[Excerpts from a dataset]
○ ○ ○ ○ ○
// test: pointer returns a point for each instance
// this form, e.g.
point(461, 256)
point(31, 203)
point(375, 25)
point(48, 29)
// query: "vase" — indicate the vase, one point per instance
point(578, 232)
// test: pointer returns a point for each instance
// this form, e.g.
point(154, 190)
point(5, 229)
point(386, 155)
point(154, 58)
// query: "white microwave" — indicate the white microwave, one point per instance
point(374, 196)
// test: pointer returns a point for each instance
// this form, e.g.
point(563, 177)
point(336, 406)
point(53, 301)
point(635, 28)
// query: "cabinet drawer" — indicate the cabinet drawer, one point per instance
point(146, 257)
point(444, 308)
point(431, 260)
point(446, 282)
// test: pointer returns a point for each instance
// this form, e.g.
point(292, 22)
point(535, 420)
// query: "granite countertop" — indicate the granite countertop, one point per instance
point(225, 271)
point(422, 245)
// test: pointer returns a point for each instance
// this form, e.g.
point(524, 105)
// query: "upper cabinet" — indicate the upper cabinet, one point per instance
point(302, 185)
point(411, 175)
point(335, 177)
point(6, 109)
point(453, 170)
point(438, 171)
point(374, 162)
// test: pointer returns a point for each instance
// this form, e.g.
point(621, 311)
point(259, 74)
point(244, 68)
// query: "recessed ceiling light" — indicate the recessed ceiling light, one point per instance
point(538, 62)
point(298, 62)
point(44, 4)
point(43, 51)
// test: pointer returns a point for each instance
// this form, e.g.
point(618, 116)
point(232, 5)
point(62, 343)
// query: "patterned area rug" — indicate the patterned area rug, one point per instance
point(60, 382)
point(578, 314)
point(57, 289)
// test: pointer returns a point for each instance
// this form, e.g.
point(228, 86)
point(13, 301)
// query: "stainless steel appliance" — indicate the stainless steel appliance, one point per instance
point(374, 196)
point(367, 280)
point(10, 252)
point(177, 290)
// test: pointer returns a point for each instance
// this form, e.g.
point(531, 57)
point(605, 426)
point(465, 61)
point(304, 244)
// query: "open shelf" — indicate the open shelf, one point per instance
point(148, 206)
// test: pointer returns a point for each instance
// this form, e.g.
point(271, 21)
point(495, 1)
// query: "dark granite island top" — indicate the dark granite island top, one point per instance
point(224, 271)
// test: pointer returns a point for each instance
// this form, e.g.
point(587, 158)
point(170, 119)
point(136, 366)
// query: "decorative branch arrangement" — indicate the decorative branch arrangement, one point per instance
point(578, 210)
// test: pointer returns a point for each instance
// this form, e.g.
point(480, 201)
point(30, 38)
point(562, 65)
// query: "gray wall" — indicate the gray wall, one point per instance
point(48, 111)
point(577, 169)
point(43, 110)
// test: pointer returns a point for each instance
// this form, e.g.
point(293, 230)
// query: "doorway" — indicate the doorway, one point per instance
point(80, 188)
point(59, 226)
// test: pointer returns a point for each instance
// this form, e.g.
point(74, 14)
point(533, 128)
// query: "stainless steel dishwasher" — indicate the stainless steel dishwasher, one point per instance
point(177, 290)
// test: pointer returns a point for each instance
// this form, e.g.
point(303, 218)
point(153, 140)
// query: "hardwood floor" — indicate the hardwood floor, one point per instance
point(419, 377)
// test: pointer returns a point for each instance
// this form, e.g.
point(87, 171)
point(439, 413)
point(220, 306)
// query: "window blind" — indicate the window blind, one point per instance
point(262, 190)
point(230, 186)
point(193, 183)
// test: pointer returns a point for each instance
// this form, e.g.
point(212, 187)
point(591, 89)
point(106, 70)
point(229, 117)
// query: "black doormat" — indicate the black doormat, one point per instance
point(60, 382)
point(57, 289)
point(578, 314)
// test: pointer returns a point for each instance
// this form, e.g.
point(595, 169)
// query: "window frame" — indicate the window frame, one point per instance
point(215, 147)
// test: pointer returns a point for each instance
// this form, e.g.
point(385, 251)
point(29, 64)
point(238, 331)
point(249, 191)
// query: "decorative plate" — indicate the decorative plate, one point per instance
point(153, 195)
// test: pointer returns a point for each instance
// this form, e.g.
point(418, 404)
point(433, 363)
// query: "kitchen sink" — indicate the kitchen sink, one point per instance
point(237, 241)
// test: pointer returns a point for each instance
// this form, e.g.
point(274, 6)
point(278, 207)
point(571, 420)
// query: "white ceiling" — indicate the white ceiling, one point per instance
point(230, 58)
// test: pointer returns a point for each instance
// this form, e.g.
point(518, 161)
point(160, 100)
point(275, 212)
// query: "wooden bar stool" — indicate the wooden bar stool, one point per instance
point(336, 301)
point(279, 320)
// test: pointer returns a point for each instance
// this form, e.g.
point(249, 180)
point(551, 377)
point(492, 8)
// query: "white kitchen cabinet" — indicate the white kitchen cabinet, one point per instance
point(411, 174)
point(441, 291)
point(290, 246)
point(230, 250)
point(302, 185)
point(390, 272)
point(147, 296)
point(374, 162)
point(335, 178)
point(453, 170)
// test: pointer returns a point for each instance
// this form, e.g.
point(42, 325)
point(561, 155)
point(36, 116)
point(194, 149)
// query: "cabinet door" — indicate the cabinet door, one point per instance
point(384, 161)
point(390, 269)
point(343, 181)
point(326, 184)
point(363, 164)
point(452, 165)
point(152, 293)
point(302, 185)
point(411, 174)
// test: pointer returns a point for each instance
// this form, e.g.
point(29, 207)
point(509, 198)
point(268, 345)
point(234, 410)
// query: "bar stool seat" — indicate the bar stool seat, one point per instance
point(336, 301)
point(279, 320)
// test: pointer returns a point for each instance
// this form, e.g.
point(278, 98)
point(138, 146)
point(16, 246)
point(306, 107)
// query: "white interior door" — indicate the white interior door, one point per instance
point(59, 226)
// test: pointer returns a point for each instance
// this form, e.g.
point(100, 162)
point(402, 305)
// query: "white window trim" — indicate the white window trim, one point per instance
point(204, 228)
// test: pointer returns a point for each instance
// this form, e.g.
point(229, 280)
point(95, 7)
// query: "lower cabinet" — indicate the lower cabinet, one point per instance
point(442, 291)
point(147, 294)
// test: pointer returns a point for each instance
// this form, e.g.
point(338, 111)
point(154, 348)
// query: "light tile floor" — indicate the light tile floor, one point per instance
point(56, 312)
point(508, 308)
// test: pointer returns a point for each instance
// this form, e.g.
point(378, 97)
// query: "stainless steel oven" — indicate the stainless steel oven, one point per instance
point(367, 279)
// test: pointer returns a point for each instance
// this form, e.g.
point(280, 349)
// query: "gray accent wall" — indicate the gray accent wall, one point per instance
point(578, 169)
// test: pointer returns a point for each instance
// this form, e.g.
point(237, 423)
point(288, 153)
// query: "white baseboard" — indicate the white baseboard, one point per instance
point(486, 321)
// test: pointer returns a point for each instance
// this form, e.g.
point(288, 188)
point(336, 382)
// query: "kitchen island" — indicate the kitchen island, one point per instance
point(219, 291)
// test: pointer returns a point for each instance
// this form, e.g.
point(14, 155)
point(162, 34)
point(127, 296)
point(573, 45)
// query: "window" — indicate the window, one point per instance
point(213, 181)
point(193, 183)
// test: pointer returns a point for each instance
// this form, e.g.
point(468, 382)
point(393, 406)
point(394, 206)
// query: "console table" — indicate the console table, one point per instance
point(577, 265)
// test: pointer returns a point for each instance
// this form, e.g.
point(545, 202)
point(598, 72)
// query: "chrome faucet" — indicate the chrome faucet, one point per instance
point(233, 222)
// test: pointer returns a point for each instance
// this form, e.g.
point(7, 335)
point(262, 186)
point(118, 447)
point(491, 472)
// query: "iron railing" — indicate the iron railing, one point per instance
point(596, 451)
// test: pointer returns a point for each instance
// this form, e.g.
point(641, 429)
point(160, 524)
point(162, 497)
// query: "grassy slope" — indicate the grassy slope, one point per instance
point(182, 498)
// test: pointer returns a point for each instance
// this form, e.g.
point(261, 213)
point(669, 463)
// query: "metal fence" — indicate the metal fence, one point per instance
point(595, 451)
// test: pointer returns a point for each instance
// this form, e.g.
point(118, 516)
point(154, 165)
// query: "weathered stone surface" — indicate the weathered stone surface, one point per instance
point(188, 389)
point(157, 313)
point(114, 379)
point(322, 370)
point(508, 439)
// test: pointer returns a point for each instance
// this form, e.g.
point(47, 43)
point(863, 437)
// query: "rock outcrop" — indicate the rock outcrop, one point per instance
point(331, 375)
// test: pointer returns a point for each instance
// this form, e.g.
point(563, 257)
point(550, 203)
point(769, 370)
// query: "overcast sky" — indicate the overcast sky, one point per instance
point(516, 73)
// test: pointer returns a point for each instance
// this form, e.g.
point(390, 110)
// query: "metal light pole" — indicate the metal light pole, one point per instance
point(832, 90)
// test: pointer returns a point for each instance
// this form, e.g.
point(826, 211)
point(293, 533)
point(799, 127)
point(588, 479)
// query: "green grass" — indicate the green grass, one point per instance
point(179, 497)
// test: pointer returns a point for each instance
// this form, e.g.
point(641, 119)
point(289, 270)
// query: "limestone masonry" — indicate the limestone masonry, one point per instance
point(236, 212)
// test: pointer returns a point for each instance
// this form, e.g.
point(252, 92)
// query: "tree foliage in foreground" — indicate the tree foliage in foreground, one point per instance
○ ○ ○ ○ ○
What the task asks: Only the lines from the one with "point(262, 186)" to the end of the entries above belong in your answer. Retype them exactly.

Your solution:
point(262, 186)
point(118, 447)
point(491, 472)
// query: "iron railing" — indicate the iron railing, one point per instance
point(596, 451)
// test: pointer returns a point for each instance
// this form, e.g.
point(641, 429)
point(160, 524)
point(162, 497)
// query: "grassy slope" — indicate the grassy slope, one point per instance
point(182, 498)
// test: pointer returns a point for each instance
// this form, e.g.
point(261, 213)
point(669, 463)
// query: "metal fence" — indicate the metal fence, one point per instance
point(595, 451)
// test: pointer returns a point for each instance
// this form, e.g.
point(118, 516)
point(154, 165)
// query: "weathered stone surface" — indicate the weathered stone surface, one point per instance
point(188, 389)
point(157, 313)
point(114, 379)
point(322, 370)
point(508, 439)
// test: pointer returns a point for each instance
// this form, e.g.
point(47, 43)
point(863, 437)
// query: "rock outcrop" — indicate the rock outcrop, one point per instance
point(331, 375)
// test: pointer returns a point for each instance
// this form, e.g.
point(563, 257)
point(550, 203)
point(769, 370)
// query: "overcast sky" — indicate the overcast sky, one point per instance
point(516, 73)
// test: pointer returns a point for each instance
// this form, e.g.
point(390, 110)
// query: "metal light pole" — indicate the metal light pole, one point per instance
point(832, 90)
// test: pointer returns a point for each instance
// this form, e.g.
point(826, 211)
point(293, 533)
point(799, 127)
point(588, 479)
// query: "green grass" — indicate the green grass, one point per instance
point(179, 497)
// test: pointer returns a point for each instance
// this form, e.g.
point(641, 119)
point(289, 270)
// query: "limestone masonry" — indicate the limestone masonry, one point per instance
point(236, 212)
// test: pointer returns a point for each instance
// this form, e.g.
point(252, 92)
// query: "tree foliage in foreground" — indicate the tree foliage in foreground, one point per instance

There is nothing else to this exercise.